---- Input data

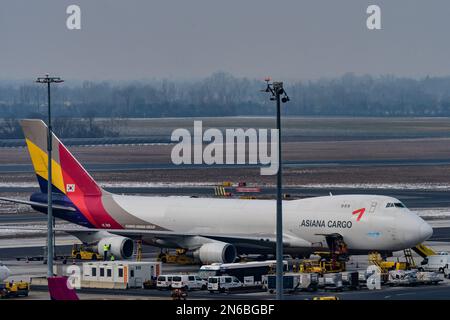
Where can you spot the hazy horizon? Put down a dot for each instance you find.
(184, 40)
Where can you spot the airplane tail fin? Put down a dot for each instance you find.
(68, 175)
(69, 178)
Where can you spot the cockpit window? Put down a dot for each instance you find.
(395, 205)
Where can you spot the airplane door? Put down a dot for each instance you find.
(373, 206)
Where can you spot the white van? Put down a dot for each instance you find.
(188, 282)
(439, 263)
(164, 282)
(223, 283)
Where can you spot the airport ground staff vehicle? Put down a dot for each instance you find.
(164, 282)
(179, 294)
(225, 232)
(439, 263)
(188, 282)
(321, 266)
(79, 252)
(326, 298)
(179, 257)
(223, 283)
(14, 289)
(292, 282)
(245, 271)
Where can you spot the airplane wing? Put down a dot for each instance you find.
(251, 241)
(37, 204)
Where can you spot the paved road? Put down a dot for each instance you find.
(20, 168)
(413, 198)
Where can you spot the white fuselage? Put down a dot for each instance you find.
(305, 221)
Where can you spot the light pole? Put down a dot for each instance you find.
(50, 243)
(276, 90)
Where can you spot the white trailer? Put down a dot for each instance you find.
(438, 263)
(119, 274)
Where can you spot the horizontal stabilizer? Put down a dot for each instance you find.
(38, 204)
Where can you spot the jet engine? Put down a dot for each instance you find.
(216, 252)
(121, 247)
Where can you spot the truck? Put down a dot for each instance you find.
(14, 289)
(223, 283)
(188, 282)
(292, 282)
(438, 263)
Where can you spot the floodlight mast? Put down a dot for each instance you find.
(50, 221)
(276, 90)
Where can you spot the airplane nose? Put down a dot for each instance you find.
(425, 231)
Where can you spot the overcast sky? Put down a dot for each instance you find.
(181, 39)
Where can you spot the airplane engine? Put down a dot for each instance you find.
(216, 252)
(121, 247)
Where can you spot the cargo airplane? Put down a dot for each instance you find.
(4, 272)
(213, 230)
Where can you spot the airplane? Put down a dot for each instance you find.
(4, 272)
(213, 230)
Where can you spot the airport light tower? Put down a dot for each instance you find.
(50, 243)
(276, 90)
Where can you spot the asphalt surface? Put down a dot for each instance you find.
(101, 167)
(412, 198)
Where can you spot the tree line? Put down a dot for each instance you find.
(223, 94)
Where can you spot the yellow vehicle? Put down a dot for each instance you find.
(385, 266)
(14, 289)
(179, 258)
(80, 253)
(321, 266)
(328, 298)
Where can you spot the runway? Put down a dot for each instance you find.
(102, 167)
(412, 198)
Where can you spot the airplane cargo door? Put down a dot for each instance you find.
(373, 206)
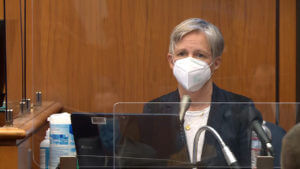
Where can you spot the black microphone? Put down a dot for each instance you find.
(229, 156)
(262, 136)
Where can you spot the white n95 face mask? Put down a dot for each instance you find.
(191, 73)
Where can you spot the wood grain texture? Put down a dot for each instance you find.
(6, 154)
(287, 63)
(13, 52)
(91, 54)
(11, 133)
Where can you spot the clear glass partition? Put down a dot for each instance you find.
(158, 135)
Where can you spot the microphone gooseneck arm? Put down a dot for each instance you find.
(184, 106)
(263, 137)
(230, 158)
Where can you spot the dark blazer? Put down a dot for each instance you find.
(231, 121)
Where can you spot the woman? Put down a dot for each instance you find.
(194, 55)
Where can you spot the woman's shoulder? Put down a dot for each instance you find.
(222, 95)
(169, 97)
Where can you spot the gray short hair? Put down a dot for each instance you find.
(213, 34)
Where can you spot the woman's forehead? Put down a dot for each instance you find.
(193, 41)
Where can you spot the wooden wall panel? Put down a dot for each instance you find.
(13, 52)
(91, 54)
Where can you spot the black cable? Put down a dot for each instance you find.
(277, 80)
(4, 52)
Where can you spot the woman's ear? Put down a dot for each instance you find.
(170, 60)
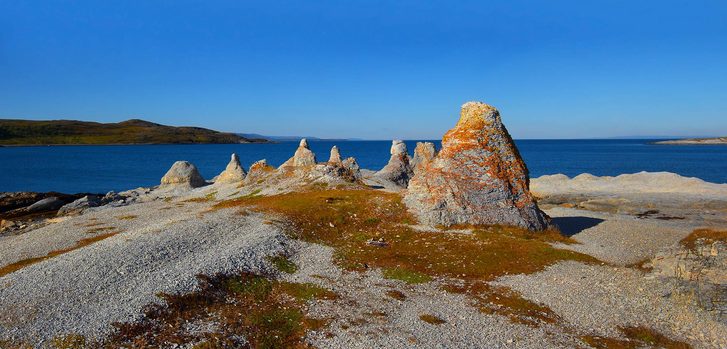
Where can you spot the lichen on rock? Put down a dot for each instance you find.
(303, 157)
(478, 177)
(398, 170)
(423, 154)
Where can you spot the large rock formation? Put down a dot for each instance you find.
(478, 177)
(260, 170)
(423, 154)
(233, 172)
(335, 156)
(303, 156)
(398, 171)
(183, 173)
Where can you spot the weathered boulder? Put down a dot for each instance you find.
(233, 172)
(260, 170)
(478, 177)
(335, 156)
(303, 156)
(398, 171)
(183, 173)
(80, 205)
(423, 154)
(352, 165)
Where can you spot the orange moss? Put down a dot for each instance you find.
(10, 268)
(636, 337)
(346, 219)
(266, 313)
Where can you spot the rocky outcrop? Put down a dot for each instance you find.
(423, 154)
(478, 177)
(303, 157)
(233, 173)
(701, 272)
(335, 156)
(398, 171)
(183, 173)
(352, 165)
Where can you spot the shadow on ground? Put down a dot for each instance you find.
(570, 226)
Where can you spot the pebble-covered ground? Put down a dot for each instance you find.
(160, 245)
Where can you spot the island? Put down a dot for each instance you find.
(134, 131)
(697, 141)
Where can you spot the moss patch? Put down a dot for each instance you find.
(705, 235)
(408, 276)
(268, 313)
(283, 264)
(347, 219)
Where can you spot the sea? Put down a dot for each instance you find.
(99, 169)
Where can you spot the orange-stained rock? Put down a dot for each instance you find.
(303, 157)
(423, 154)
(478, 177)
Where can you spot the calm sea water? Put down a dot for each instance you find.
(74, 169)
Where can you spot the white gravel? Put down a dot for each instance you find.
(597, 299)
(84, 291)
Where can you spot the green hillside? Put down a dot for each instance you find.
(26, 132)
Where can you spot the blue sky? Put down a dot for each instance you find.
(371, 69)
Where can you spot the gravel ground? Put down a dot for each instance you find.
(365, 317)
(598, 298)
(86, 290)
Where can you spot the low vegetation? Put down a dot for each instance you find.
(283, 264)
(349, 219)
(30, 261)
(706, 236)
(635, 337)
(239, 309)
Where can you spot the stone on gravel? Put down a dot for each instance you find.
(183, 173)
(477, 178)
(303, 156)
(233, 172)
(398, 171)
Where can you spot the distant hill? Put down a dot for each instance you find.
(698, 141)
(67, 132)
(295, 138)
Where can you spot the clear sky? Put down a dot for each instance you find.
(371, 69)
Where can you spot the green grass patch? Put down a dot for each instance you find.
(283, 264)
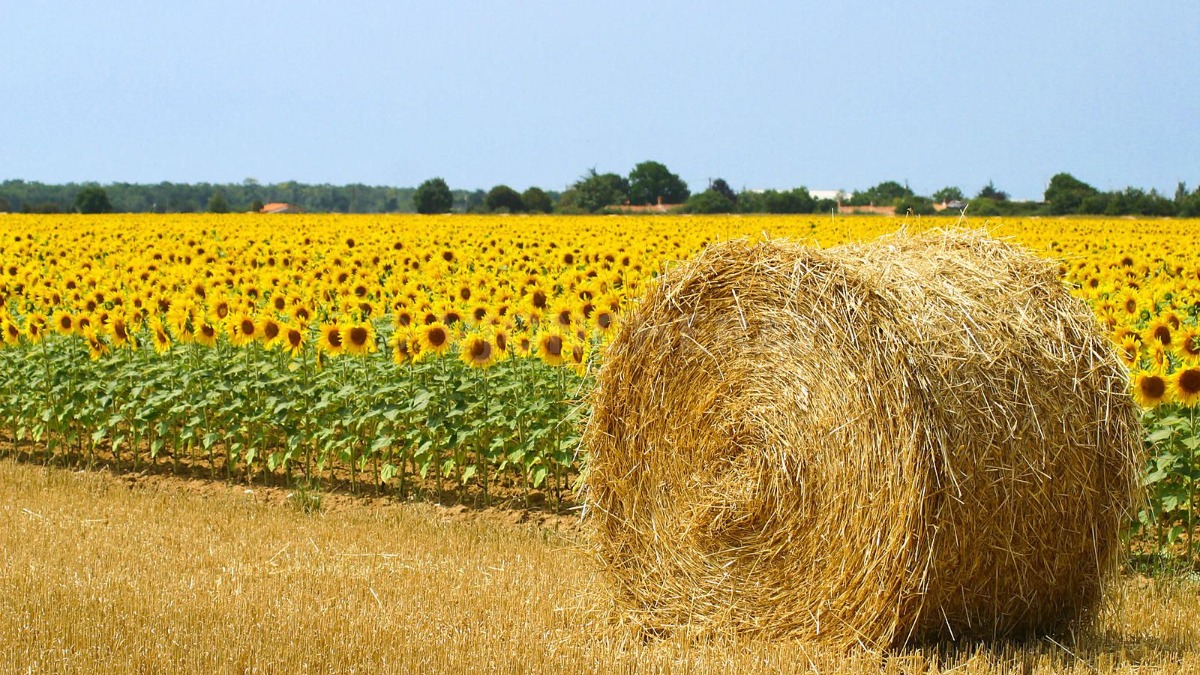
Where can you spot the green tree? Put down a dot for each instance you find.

--------
---- Input data

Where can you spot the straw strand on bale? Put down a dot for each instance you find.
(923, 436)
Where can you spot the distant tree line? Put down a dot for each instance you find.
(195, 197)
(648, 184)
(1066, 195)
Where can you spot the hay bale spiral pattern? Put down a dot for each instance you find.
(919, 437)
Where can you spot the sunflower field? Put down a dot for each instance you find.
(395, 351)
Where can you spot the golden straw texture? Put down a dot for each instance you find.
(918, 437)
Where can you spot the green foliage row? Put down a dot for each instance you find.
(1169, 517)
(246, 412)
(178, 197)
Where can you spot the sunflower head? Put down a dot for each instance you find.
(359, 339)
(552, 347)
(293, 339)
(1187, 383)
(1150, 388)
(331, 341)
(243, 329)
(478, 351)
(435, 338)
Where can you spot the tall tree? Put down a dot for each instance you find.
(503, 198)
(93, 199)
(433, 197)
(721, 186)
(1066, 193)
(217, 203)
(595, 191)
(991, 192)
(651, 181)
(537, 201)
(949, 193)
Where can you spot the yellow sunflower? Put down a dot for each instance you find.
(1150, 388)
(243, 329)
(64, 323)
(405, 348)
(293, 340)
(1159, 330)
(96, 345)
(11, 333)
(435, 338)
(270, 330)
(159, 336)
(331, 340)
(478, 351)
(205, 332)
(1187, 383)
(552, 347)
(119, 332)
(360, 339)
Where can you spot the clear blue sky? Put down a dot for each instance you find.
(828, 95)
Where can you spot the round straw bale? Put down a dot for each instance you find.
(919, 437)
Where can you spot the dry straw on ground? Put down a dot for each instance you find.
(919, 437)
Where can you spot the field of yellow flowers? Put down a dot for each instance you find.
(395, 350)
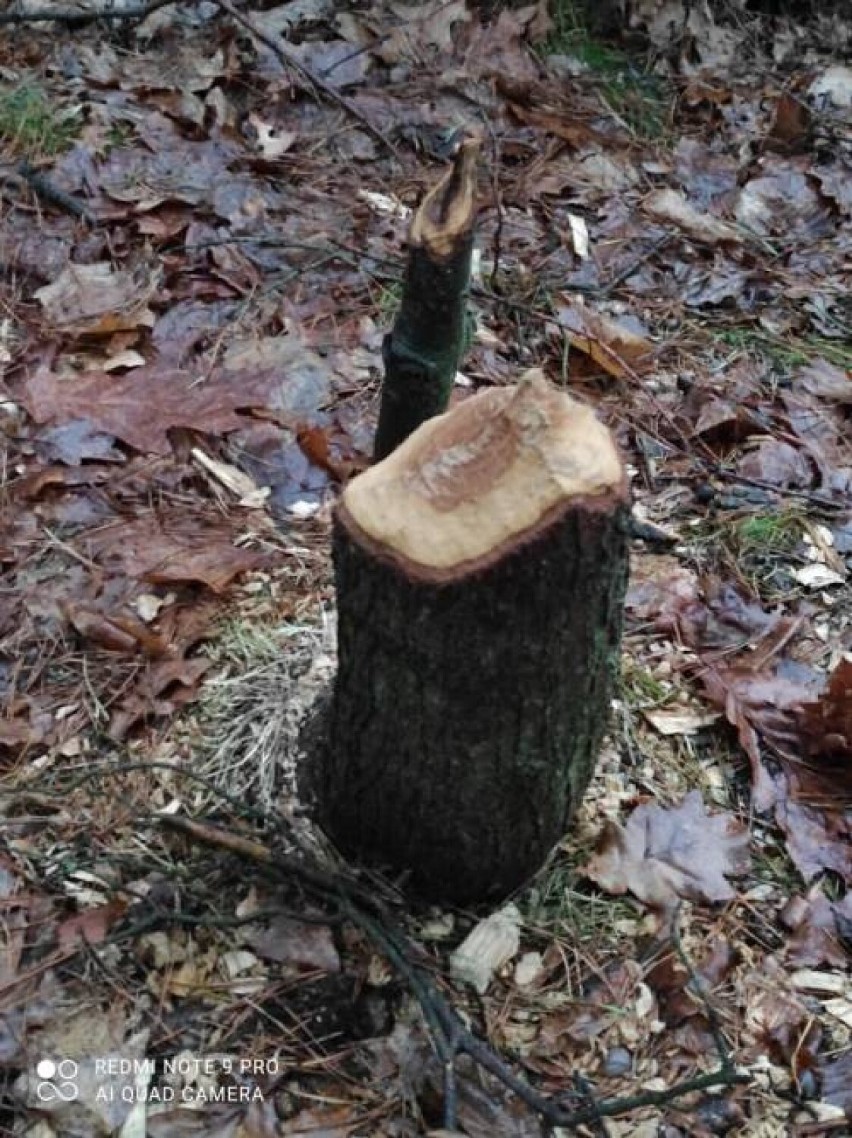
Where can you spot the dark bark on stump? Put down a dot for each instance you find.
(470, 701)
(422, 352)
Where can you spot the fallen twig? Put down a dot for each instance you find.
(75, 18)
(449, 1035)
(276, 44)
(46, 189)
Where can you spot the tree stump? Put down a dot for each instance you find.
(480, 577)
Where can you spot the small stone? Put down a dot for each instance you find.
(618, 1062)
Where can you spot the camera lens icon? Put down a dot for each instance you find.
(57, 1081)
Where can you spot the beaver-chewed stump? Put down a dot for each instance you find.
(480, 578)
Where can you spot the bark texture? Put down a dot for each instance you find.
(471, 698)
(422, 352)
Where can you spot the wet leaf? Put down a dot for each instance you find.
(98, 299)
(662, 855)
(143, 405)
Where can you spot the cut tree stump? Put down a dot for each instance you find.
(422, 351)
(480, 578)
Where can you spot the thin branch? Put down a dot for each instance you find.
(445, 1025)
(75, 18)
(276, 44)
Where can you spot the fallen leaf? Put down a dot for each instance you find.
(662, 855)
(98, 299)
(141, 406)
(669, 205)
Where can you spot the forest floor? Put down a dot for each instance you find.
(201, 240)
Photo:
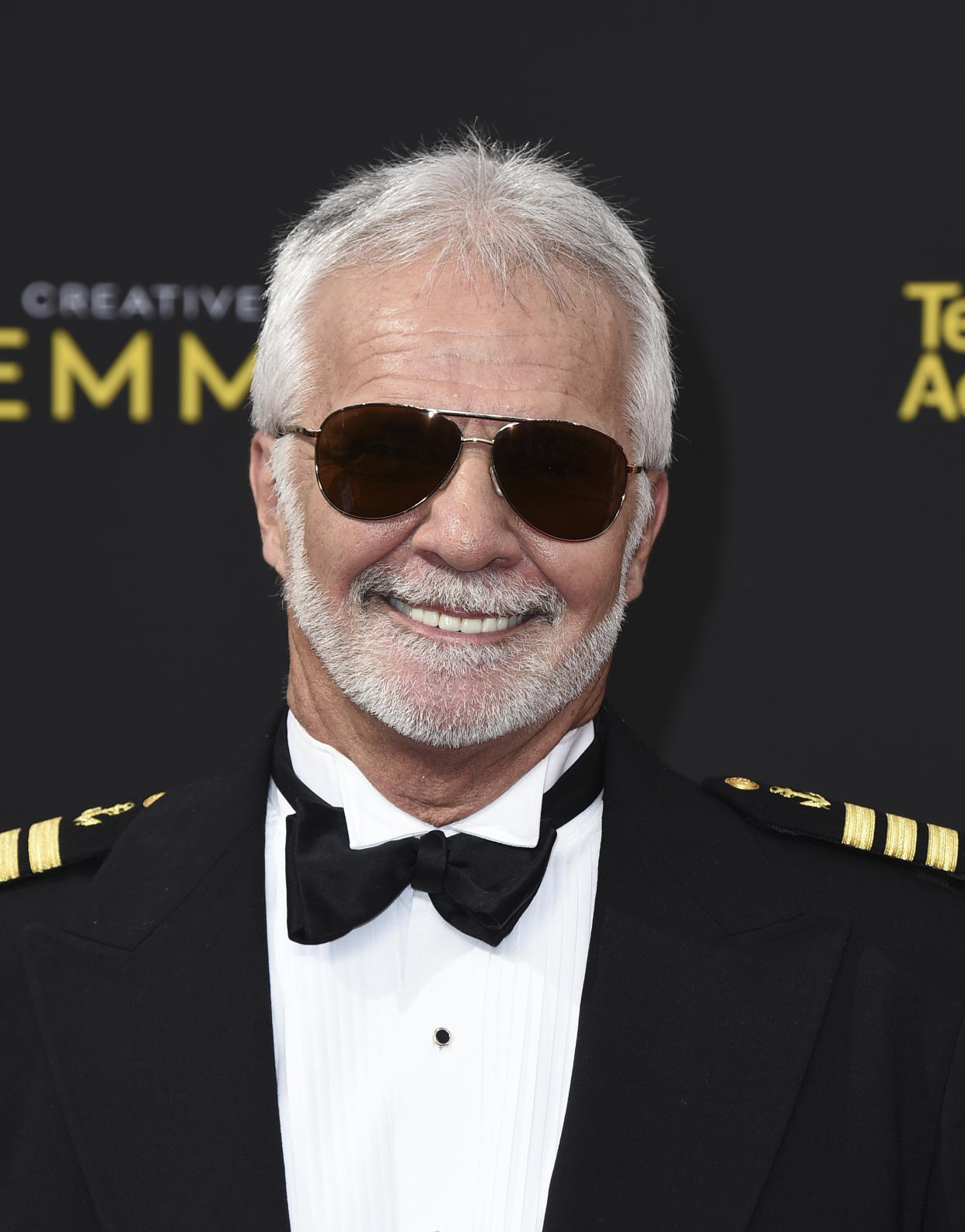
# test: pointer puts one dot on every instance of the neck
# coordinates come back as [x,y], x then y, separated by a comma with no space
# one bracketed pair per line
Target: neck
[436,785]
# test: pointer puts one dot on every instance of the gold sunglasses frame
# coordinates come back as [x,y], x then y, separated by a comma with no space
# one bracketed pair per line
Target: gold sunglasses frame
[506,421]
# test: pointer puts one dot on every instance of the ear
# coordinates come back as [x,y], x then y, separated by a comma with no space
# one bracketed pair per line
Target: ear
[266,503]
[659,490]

--------
---- Input data

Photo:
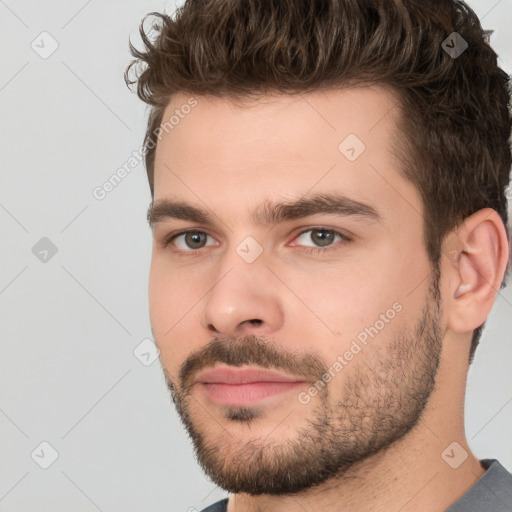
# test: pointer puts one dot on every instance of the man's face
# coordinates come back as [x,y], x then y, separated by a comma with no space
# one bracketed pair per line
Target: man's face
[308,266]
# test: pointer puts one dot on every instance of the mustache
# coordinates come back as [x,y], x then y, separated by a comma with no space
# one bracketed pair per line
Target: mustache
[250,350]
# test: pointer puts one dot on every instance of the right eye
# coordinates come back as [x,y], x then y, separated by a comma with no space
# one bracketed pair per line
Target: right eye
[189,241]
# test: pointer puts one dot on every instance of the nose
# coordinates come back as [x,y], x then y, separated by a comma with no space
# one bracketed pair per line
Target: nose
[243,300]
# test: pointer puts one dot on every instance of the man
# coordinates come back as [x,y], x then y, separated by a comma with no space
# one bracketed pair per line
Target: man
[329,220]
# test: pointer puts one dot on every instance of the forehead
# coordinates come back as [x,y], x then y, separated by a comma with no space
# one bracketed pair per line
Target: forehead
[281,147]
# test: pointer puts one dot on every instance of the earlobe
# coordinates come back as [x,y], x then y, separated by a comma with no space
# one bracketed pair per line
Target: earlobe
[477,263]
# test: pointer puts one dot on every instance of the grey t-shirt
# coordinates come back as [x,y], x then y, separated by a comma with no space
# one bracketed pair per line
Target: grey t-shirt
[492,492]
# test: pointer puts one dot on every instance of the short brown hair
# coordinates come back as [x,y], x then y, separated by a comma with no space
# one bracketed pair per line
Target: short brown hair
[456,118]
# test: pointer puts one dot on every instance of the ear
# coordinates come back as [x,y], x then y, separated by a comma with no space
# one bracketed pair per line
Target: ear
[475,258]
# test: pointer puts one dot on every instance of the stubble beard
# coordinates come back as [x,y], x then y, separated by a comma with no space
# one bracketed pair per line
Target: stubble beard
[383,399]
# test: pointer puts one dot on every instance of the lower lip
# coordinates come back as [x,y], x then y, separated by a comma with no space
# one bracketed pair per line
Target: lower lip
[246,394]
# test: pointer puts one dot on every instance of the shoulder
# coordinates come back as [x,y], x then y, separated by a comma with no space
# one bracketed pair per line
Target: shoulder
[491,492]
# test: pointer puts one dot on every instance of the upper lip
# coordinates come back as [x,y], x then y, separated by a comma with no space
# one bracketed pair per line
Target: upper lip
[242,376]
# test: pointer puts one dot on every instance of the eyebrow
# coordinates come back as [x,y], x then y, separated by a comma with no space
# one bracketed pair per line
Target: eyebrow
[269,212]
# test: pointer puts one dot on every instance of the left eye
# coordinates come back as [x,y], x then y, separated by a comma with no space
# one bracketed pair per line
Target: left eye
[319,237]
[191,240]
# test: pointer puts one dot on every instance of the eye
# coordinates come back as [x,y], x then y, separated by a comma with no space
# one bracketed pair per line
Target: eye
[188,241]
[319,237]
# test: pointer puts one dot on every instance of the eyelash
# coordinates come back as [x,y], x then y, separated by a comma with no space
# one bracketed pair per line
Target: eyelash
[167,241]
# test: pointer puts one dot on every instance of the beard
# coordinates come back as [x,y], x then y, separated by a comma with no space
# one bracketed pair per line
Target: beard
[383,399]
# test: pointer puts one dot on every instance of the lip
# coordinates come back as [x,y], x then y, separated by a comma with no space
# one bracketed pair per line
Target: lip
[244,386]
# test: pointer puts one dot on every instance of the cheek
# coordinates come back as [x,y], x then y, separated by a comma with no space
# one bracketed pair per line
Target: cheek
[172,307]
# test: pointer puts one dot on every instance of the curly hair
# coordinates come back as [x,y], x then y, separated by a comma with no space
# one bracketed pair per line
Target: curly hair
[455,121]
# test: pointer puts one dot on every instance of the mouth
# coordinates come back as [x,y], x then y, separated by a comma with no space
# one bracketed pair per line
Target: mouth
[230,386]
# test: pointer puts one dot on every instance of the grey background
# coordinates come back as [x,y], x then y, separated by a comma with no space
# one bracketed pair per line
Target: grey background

--------

Description of the task:
Identify and copy every line of the records that contains the word "yellow".

Finished exercise:
Where can you spot the yellow vehicle? Put down a dot for each instance you find.
Where can you spot the yellow sunflower? Put down a dot for each instance you find.
Where can you spot the field of yellow flowers? Put down a dot for each instance you find.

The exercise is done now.